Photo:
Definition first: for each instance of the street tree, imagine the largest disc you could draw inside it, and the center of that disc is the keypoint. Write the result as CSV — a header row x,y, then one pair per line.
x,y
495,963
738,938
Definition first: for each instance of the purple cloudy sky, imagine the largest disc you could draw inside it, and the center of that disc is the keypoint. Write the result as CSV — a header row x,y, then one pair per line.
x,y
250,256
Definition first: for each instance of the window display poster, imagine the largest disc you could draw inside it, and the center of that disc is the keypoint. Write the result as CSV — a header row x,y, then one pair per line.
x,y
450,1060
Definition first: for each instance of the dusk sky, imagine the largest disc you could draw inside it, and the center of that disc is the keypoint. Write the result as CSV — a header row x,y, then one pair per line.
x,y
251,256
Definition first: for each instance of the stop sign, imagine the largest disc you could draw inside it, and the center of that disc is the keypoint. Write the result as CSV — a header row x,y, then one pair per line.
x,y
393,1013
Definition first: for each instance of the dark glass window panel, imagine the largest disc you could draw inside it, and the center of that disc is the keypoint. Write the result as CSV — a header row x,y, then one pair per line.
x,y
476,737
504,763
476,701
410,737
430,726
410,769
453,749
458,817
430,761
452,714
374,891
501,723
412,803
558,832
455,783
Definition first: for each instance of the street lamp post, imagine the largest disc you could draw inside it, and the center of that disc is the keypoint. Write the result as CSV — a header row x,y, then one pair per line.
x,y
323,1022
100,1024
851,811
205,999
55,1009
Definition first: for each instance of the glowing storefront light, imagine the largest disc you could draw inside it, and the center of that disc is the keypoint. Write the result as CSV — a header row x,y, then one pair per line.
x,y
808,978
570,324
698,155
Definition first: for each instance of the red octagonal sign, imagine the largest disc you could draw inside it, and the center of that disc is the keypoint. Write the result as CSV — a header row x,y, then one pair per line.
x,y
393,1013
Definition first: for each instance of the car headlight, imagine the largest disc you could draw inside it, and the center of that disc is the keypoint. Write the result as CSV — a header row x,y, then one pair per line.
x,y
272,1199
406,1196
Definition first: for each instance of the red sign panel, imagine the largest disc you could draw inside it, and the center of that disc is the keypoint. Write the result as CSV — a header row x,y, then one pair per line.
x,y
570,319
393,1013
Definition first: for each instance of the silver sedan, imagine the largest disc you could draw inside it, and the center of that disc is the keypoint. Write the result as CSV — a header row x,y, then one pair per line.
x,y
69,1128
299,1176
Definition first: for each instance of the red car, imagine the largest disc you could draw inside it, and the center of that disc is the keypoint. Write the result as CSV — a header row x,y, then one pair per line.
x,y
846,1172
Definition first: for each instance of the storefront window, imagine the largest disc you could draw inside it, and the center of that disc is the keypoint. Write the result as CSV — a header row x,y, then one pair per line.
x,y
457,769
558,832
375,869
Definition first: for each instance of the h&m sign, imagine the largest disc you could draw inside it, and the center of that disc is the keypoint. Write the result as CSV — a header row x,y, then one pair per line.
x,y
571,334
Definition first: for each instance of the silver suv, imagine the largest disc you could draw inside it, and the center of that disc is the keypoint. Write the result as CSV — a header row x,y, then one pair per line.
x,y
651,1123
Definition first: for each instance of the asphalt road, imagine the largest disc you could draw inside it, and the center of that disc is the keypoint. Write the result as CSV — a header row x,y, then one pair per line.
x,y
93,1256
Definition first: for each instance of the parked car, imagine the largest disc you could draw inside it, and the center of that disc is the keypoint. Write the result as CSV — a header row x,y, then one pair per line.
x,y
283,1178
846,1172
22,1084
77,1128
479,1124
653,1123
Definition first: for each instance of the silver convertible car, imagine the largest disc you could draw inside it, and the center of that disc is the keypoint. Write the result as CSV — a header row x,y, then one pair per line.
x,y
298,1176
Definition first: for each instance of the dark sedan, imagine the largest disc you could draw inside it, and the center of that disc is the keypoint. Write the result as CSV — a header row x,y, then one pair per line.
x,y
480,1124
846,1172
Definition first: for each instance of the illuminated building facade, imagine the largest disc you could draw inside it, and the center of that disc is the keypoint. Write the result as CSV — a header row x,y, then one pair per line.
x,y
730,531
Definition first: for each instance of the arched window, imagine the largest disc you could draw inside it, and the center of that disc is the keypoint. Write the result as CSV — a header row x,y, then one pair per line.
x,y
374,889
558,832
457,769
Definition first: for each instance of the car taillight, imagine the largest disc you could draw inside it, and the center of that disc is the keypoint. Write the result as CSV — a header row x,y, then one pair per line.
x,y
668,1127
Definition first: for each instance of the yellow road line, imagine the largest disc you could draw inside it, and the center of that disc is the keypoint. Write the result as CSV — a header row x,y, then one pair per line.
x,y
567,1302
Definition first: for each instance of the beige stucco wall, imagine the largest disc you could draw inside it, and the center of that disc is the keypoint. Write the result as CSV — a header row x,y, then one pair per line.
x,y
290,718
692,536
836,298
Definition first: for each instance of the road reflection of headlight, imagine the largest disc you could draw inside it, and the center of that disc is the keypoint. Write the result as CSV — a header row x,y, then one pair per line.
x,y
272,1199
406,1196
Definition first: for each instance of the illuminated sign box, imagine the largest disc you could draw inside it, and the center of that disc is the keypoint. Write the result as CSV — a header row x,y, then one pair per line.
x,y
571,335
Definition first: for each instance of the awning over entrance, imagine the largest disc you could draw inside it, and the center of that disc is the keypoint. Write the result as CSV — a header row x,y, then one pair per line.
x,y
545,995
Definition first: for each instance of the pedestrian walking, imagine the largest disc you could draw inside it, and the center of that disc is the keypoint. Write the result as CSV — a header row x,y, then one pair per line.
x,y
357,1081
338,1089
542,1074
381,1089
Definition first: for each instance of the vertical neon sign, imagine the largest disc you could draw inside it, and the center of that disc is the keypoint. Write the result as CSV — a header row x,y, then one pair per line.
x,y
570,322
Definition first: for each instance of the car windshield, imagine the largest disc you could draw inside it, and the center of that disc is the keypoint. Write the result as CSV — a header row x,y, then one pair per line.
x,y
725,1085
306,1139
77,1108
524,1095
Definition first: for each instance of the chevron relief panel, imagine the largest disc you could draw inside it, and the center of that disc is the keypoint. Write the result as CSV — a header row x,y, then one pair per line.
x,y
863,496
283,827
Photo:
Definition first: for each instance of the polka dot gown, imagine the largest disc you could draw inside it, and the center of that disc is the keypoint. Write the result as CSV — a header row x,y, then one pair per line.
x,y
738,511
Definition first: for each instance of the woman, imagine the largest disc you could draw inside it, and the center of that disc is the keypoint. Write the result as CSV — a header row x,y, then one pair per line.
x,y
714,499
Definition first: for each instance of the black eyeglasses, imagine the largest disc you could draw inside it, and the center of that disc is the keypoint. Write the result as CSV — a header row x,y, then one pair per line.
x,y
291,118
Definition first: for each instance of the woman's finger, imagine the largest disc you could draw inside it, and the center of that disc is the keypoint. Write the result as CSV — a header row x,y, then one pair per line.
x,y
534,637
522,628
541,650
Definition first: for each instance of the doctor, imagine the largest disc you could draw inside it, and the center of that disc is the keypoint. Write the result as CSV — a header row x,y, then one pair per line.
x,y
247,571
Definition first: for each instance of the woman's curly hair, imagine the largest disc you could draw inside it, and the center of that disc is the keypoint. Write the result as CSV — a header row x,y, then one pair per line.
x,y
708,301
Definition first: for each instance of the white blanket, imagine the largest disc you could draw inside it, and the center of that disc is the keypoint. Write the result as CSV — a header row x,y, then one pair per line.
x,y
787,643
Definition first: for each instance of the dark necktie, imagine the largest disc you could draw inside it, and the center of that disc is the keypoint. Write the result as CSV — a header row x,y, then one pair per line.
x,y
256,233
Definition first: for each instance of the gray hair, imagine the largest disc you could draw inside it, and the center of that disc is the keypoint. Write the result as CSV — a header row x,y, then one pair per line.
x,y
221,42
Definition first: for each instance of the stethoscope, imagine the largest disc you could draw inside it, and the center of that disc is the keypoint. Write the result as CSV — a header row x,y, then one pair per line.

==========

Up to and including the last line above, starting with the line that contains "Definition first: for each instance of the doctor, imagine", return each line exactly and nothing else.

## Response for this exercise
Definition first: for each instance of the doctor, imagine the largest disc you could draw inside it, and the center of that disc is the keypoint. Write the result as CSV — a header row x,y, then one pair per line.
x,y
247,571
Definition first: for each instance of the woman's curly hair, imagine the largest disc you could draw inside it, and the center of that disc is the keypoint. Write the result as CSV — a header row x,y, then one pair per line.
x,y
708,301
Definition first: for each instance of the white blanket, imagine the largest disc you could draw inside it, and the center of that disc is the keypoint. Write the result as CSV — a header row x,y, then one pair per line.
x,y
787,643
Definition first: for each instance of the dark necktie, imagine the largest disc you could draw inside it, and the center of that disc is the keypoint. Write the result as CSV — a header row x,y, then one pair per line.
x,y
256,233
Definition first: for each instance of the gray hair, imagine the largest disc you could draw inside it, and the center of that disc is the keypoint. Write the result as CSV — a header row x,y, then one pair per line.
x,y
221,42
Definition first: for each instance of the stethoscope, imagine the largest disc you could draw inside it, and the center of that disc is the keypoint. Write the result as CSV — a header row x,y, then one pair per line.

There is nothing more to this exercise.